[ねらい]
印刷物の検査についての本文から、「Durch Einschalten der」で始まり「kontrolliert werden kann.」まで続く部分を一字も変えずに引用してください。

━━━ 本文

Zur Kontrolle eines Materials 05, insbesondere zur Kontrolle von mit Wertnoten bedruckten Bogen, wird das Material 05 derart am Greifer 02 fixiert, dass durch rotatorischen Antrieb der Trommel 01 weitergefoerdert werden kann. Dabei umschlingt das Material 05 die Trommel 01 und liegt annaehernd mit seiner gesamten Flaeche auf der transparenten Trommel 01 auf.

Durch Einschalten der Beleuchtungseinrichtung 04 wird die transparente Trommel 01 und das darauf anliegende Material 05 von den Lichtstrahlen durchstrahlt, die anschliessend ins Objektiv der Sensoreinrichtung 03 fallen. Je nach Druckbild auf dem Material 05 aendert sich dabei das von der Sensoreinrichtung 03 detektierte Eingangssignal, so dass durch eine entsprechend geeignete Auswerteeinheit das Druckbild auf dem Material 05 durch Auswertung der Ausgangssignale der Sensoreinrichtung 03 kontrolliert werden kann.

━━━━━━
━━━ 表示された行

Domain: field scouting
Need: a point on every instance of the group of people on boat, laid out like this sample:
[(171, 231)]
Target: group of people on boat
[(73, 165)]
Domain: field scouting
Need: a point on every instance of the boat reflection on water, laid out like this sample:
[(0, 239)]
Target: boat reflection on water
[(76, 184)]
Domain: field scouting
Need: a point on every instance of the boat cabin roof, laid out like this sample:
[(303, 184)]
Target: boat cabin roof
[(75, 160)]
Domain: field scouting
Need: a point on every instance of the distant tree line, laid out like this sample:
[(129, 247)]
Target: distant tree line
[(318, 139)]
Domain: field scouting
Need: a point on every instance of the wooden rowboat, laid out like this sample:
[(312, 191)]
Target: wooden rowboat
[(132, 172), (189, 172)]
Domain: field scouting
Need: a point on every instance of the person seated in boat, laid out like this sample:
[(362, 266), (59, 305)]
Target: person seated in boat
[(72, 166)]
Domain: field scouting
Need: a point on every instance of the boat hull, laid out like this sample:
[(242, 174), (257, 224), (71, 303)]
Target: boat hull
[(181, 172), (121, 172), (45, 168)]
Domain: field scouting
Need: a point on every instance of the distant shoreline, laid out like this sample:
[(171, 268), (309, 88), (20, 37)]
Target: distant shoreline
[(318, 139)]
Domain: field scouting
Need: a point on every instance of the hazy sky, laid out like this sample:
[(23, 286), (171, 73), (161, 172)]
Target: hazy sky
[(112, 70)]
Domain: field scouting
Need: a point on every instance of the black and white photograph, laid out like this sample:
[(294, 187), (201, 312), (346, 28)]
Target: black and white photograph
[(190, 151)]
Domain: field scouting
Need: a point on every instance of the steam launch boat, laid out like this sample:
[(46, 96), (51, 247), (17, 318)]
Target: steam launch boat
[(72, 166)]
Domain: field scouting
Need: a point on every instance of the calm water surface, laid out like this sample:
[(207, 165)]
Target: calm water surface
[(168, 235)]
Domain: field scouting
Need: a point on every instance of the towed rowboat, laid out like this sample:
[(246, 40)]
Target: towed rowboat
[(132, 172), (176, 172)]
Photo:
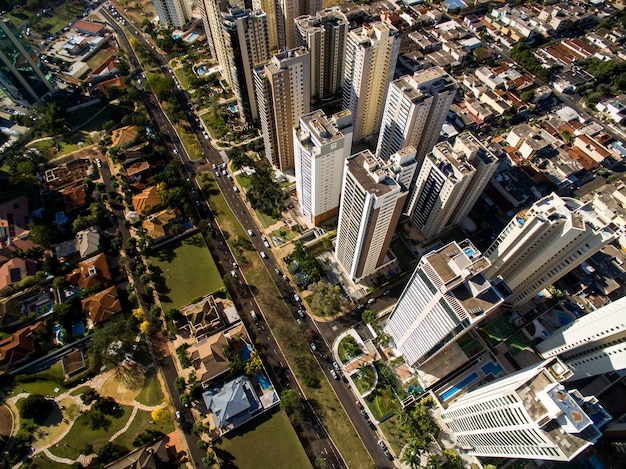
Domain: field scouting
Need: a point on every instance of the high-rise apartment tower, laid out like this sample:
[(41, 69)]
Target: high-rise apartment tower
[(449, 182), (370, 62), (371, 204), (283, 96), (324, 35), (321, 147), (593, 344), (415, 111), (526, 415), (543, 243)]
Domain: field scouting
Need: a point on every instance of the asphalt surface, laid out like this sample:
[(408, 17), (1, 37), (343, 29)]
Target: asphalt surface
[(312, 433)]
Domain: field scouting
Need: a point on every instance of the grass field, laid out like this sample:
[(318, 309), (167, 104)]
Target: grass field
[(267, 441), (183, 270), (82, 434), (296, 350)]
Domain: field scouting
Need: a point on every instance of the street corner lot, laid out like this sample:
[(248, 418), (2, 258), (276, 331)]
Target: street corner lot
[(183, 270)]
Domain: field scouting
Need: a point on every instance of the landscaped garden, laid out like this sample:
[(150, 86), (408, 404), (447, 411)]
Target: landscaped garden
[(273, 443), (348, 349), (183, 270)]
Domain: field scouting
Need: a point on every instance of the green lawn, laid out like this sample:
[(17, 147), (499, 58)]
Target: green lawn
[(291, 339), (140, 424), (82, 434), (151, 393), (267, 441), (183, 270)]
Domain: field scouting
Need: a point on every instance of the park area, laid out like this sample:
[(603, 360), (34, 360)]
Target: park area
[(183, 270), (267, 441)]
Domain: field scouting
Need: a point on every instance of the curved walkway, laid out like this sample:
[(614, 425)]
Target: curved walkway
[(96, 383)]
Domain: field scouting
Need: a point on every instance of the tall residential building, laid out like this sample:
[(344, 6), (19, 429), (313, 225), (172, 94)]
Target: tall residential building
[(238, 40), (370, 62), (173, 13), (371, 204), (415, 111), (286, 13), (593, 344), (321, 147), (543, 243), (449, 182), (446, 296), (324, 35), (283, 96), (527, 415), (22, 76)]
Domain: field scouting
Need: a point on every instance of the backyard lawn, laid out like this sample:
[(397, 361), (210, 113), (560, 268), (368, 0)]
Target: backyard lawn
[(267, 441), (184, 270)]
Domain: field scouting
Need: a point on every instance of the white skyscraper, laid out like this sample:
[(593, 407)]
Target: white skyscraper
[(446, 295), (287, 11), (238, 40), (448, 184), (321, 147), (173, 13), (593, 344), (371, 55), (543, 243), (527, 415), (324, 35), (415, 111), (371, 204), (283, 94)]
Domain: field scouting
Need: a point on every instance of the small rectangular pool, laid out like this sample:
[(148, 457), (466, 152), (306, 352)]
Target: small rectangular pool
[(444, 396)]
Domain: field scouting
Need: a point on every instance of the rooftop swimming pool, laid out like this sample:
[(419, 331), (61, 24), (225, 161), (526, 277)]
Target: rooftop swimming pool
[(448, 393)]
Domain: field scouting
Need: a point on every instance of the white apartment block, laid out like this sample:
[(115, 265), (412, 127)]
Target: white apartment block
[(449, 182), (282, 89), (321, 147), (593, 344), (446, 296), (287, 12), (324, 35), (543, 243), (371, 56), (415, 111), (173, 13), (371, 206), (238, 40), (526, 415)]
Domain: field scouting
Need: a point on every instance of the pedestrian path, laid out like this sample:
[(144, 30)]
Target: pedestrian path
[(95, 383)]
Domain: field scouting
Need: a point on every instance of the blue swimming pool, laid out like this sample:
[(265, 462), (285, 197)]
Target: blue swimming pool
[(452, 4), (491, 368), (458, 386), (263, 381), (563, 319)]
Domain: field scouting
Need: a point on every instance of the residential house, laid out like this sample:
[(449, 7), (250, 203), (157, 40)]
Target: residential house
[(146, 200), (14, 219), (32, 301), (15, 270), (152, 456), (233, 404), (90, 272), (203, 316), (157, 224), (20, 345), (208, 357), (124, 136), (100, 306), (138, 171)]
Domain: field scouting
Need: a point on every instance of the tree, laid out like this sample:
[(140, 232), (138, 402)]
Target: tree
[(368, 316), (160, 414), (35, 407)]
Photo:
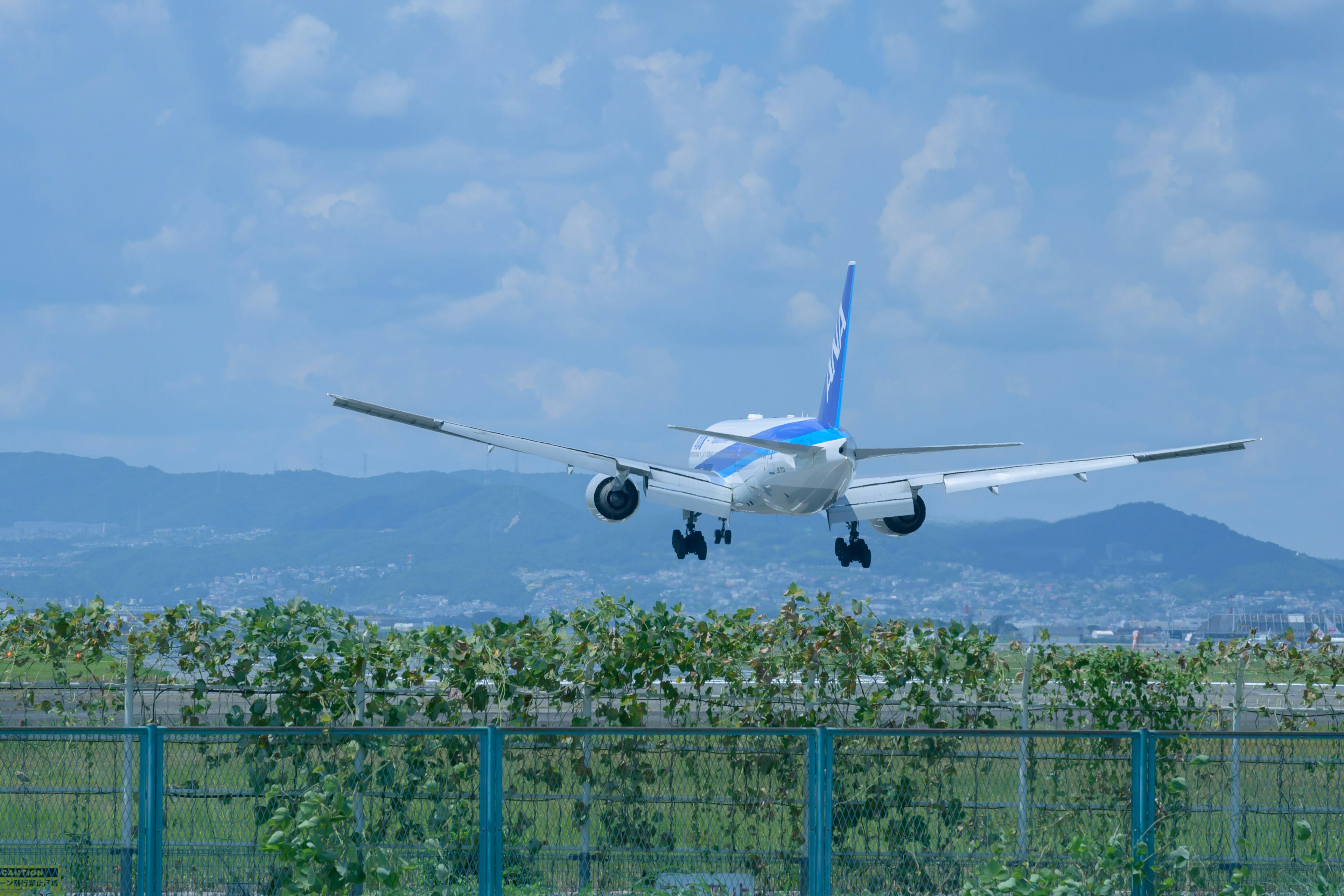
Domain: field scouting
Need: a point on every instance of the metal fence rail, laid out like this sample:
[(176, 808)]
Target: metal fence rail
[(804, 812)]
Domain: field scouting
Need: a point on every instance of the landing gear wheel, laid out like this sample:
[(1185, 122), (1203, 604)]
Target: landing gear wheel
[(855, 550)]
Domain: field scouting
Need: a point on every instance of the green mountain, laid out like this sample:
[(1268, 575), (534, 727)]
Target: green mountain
[(484, 543)]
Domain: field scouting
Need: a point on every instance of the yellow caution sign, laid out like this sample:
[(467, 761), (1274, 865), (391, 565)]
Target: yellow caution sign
[(30, 880)]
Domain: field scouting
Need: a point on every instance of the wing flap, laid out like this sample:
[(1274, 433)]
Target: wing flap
[(1007, 475), (574, 457), (869, 500), (996, 476)]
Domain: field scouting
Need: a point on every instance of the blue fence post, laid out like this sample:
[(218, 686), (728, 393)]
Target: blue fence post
[(816, 879), (826, 793), (1144, 805), (151, 840), (143, 838), (490, 864)]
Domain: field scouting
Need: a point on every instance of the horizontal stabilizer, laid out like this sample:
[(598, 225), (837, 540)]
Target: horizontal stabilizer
[(865, 455), (769, 445)]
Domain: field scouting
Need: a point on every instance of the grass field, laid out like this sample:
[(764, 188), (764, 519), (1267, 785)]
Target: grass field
[(910, 814)]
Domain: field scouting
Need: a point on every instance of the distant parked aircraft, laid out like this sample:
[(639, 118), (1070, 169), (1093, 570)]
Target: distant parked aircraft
[(783, 465)]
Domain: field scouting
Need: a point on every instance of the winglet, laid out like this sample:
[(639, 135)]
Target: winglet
[(831, 396)]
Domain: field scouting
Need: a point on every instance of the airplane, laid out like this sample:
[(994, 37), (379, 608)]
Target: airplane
[(784, 465)]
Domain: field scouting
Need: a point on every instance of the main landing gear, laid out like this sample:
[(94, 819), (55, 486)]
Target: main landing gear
[(690, 543), (854, 551), (693, 540)]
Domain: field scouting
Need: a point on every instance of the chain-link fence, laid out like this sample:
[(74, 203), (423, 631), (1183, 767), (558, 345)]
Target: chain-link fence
[(643, 811)]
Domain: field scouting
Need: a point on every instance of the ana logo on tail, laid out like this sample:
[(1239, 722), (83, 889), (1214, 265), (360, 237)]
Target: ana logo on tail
[(836, 347)]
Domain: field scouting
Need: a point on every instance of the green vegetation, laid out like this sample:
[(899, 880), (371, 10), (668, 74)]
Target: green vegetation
[(613, 663), (475, 530)]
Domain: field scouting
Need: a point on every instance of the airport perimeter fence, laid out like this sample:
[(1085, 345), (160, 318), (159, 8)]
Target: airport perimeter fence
[(737, 812)]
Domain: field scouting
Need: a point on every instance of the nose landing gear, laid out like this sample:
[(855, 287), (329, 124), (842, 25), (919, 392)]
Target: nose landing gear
[(855, 550), (693, 542), (723, 534)]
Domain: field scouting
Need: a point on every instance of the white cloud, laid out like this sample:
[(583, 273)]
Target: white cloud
[(30, 391), (566, 391), (553, 73), (260, 300), (478, 195), (899, 53), (166, 241), (288, 366), (70, 320), (136, 14), (1194, 207), (1100, 13), (960, 15), (804, 14), (385, 93), (1104, 13), (720, 168), (322, 205), (289, 66), (15, 10), (952, 222), (455, 10), (807, 314)]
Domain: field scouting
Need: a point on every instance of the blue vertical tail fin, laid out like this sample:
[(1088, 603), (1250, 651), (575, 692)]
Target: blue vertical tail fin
[(830, 413)]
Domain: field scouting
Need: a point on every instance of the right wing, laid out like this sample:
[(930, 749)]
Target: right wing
[(867, 499), (698, 491), (769, 445), (863, 455)]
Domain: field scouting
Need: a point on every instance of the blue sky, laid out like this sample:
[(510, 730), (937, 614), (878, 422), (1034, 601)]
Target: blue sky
[(1091, 226)]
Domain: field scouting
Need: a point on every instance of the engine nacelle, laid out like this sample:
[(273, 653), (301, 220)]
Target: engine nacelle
[(898, 526), (612, 503)]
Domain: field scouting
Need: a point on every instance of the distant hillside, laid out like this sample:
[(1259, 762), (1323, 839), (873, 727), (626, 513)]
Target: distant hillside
[(470, 534)]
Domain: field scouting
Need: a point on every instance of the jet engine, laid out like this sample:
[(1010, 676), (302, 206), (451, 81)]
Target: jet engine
[(612, 502), (897, 526)]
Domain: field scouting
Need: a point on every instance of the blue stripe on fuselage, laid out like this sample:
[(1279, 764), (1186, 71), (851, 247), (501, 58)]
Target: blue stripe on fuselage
[(737, 456)]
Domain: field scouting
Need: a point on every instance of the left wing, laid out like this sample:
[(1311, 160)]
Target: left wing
[(698, 491), (889, 495)]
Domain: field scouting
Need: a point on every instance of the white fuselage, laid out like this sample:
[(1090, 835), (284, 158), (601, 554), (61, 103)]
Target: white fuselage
[(766, 481)]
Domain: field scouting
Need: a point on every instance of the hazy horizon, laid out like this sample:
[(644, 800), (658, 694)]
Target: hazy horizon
[(1093, 227)]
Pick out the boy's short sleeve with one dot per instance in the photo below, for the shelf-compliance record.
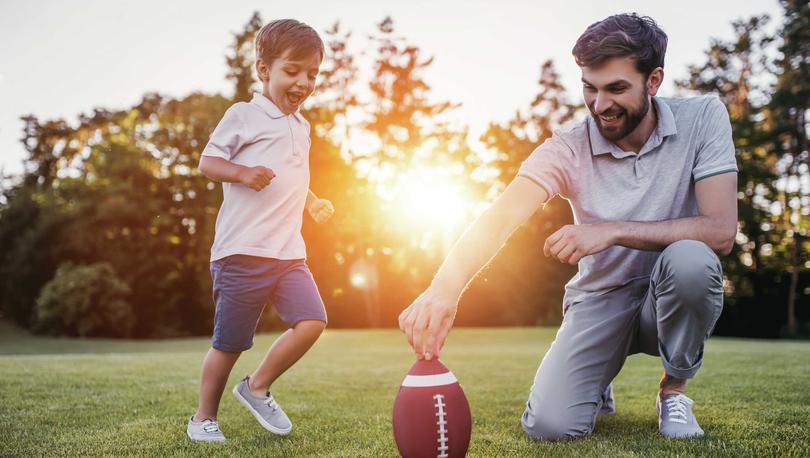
(228, 137)
(549, 166)
(715, 153)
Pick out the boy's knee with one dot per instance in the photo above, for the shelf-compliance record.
(310, 327)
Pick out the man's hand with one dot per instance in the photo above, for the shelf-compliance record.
(256, 178)
(427, 321)
(321, 210)
(573, 242)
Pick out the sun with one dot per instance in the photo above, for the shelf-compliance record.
(428, 198)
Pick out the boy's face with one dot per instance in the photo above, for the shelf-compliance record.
(289, 82)
(618, 95)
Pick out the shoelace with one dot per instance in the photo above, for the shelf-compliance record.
(677, 408)
(210, 426)
(270, 402)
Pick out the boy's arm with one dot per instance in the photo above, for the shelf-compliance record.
(222, 170)
(428, 320)
(311, 197)
(319, 209)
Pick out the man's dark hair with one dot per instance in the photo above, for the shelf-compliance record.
(276, 37)
(623, 35)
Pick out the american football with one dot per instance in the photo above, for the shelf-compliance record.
(431, 413)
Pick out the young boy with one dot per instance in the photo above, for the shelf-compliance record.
(260, 153)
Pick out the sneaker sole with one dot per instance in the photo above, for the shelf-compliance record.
(203, 440)
(259, 418)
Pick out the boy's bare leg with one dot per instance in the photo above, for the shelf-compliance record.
(217, 366)
(284, 352)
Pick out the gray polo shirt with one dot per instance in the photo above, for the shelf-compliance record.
(691, 141)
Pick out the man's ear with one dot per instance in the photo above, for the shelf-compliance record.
(654, 81)
(262, 70)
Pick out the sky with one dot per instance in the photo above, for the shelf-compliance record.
(61, 59)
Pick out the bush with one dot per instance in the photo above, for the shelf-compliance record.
(84, 300)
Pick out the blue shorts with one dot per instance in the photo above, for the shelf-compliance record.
(244, 284)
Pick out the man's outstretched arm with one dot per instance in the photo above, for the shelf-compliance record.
(715, 225)
(428, 320)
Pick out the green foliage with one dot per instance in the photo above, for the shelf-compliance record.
(122, 188)
(768, 115)
(94, 397)
(84, 300)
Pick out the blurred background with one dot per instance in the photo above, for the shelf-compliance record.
(423, 114)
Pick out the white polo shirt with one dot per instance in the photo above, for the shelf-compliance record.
(266, 223)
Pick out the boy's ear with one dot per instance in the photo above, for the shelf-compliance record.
(263, 70)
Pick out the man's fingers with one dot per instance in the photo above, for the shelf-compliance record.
(442, 333)
(419, 329)
(551, 240)
(565, 251)
(402, 317)
(557, 247)
(430, 339)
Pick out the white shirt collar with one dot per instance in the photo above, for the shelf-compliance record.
(270, 108)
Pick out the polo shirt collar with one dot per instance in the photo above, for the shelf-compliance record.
(664, 128)
(270, 108)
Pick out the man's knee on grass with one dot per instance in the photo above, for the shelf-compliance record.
(551, 425)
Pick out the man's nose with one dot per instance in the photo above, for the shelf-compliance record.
(602, 103)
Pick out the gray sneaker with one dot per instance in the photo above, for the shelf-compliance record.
(204, 431)
(608, 403)
(265, 409)
(675, 417)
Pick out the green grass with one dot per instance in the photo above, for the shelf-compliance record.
(106, 397)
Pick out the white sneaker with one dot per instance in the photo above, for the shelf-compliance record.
(266, 410)
(204, 431)
(675, 417)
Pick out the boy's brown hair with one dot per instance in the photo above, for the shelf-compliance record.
(281, 35)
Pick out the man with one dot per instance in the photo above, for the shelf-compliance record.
(652, 184)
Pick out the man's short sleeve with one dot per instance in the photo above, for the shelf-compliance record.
(549, 166)
(228, 137)
(715, 151)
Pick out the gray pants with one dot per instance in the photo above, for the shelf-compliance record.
(670, 314)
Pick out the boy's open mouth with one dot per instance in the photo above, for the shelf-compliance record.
(295, 98)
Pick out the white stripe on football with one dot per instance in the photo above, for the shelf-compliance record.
(429, 380)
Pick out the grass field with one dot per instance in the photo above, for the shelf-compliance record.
(105, 397)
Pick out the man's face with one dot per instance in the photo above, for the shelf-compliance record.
(289, 82)
(617, 96)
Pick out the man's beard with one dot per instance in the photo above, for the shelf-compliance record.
(631, 120)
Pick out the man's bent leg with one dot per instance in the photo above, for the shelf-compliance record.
(590, 348)
(682, 306)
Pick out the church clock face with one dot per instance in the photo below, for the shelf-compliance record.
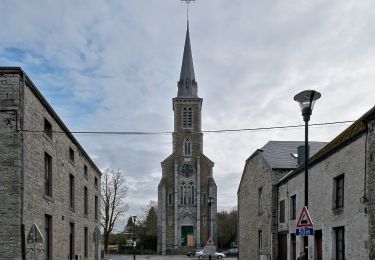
(187, 170)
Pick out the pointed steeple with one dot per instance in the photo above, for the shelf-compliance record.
(187, 86)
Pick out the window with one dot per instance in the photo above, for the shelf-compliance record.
(71, 154)
(85, 171)
(47, 174)
(282, 211)
(170, 199)
(47, 237)
(187, 117)
(187, 146)
(260, 240)
(86, 251)
(293, 200)
(71, 192)
(85, 202)
(71, 242)
(96, 207)
(260, 200)
(204, 198)
(96, 182)
(47, 128)
(338, 192)
(339, 234)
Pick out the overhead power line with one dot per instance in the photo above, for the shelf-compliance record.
(255, 129)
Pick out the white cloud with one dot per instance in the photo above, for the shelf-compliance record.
(114, 66)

━━━━━━

[作業の結果]
Durch Einschalten der Beleuchtungseinrichtung 04 wird die transparente Trommel 01 und das darauf anliegende Material 05 von den Lichtstrahlen durchstrahlt, die anschliessend ins Objektiv der Sensoreinrichtung 03 fallen. Je nach Druckbild auf dem Material 05 aendert sich dabei das von der Sensoreinrichtung 03 detektierte Eingangssignal, so dass durch eine entsprechend geeignete Auswerteeinheit das Druckbild auf dem Material 05 durch Auswertung der Ausgangssignale der Sensoreinrichtung 03 kontrolliert werden kann.